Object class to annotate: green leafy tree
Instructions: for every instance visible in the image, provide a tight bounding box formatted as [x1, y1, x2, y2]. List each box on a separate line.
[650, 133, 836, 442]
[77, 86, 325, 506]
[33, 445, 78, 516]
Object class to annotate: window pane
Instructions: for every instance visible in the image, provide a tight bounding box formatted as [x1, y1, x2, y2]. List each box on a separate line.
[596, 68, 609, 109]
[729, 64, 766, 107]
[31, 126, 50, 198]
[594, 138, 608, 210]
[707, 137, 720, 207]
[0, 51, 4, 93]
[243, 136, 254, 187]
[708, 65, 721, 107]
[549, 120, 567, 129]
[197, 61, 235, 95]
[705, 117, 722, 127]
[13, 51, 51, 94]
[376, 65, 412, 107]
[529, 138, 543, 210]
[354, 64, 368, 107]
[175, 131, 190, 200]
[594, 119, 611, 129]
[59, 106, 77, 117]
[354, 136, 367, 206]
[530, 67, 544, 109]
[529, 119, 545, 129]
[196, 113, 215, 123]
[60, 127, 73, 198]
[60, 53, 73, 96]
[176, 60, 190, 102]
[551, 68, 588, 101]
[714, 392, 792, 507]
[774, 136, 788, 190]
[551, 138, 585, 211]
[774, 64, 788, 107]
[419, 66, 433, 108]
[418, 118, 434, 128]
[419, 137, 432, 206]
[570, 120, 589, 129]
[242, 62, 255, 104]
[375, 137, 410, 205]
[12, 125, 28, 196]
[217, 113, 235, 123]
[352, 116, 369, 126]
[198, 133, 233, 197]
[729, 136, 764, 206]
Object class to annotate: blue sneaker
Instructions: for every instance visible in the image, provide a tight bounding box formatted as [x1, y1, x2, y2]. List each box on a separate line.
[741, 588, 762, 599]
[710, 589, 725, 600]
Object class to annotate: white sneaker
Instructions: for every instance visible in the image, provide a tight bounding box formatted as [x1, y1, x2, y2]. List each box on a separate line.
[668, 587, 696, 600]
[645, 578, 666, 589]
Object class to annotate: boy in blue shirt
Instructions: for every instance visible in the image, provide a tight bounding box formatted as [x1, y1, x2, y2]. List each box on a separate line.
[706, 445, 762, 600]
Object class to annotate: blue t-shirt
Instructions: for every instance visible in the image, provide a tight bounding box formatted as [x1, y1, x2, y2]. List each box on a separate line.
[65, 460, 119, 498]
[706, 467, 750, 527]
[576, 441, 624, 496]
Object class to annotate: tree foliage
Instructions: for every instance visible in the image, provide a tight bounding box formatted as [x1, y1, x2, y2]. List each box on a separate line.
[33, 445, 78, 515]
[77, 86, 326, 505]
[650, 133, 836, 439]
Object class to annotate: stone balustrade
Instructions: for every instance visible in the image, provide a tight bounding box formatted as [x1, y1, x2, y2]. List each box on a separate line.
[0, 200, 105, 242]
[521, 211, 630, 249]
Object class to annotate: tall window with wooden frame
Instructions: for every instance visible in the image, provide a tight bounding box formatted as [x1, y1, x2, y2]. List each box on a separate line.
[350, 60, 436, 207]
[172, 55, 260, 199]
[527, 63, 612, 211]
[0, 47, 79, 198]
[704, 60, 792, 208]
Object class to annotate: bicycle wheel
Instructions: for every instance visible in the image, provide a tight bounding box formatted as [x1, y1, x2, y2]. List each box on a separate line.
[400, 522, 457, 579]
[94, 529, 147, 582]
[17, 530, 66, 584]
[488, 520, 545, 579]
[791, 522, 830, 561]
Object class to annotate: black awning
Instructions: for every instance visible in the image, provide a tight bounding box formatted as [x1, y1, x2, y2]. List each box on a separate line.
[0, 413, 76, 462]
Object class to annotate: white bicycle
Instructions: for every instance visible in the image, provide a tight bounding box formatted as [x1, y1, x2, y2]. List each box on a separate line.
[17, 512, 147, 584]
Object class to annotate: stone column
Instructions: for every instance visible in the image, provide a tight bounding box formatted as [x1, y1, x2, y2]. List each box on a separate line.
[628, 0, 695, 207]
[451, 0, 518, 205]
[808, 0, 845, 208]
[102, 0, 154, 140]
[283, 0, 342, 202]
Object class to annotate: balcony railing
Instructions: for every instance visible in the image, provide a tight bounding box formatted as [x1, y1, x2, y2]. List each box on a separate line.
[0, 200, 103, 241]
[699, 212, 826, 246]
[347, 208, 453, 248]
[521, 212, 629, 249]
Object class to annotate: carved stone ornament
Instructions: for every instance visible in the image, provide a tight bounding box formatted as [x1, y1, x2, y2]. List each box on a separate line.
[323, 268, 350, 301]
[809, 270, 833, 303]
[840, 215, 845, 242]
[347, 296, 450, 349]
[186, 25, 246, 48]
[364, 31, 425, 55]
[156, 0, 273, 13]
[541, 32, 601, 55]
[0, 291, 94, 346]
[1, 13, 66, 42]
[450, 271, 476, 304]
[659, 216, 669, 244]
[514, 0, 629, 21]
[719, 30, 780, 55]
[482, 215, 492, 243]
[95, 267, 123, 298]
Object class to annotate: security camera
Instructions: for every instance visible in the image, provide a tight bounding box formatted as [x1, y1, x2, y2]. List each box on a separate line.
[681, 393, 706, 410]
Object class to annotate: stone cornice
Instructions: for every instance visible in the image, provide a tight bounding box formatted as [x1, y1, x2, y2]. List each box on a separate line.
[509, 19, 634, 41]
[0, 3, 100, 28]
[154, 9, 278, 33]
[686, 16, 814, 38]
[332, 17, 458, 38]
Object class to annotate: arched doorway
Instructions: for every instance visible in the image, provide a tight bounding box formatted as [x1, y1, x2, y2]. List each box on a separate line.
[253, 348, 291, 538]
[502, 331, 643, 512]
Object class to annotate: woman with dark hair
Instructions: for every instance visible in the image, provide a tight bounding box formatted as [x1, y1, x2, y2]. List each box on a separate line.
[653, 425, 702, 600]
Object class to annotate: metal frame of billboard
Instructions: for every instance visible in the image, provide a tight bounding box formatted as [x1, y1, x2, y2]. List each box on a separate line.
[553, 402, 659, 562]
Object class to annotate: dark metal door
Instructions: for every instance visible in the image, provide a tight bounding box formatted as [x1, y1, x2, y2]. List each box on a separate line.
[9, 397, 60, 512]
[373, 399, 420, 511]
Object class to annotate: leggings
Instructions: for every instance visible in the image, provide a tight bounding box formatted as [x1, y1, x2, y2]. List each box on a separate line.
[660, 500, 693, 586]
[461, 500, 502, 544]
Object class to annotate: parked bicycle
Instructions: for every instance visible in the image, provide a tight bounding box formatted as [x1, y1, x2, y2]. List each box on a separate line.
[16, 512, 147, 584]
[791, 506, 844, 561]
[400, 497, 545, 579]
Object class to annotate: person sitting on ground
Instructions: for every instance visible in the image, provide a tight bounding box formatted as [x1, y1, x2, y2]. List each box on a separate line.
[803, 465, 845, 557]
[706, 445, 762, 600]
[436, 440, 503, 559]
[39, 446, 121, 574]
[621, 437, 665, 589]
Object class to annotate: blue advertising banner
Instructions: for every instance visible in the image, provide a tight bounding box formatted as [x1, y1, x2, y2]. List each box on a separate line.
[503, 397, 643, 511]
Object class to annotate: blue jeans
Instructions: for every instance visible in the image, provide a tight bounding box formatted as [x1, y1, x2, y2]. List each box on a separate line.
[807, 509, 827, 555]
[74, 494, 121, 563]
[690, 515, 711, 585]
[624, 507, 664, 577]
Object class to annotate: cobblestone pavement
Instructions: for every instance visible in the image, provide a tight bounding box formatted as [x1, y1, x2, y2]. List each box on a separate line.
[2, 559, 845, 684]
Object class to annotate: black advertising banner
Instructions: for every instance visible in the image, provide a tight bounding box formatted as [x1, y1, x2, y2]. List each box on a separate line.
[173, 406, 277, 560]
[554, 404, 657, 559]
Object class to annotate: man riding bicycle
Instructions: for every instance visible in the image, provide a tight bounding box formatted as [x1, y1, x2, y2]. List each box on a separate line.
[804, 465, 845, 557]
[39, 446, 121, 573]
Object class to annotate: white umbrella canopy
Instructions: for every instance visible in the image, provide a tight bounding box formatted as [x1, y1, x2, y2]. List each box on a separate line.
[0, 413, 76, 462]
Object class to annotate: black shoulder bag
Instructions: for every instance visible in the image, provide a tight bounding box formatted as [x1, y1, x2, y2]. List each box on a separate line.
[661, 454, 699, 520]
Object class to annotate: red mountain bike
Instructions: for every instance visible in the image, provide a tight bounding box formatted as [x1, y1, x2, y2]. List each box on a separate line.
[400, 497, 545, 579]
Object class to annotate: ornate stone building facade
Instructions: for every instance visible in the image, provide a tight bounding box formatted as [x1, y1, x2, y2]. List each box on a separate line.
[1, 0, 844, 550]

◆ ASSIGNMENT: Only lines holding the word "black" are wanted here; copy each from the listing.

◆ ANSWER SPACE:
Object class to annotate: black awning
Object class to annotate: black advertising banner
Object class to annotate: black shoulder bag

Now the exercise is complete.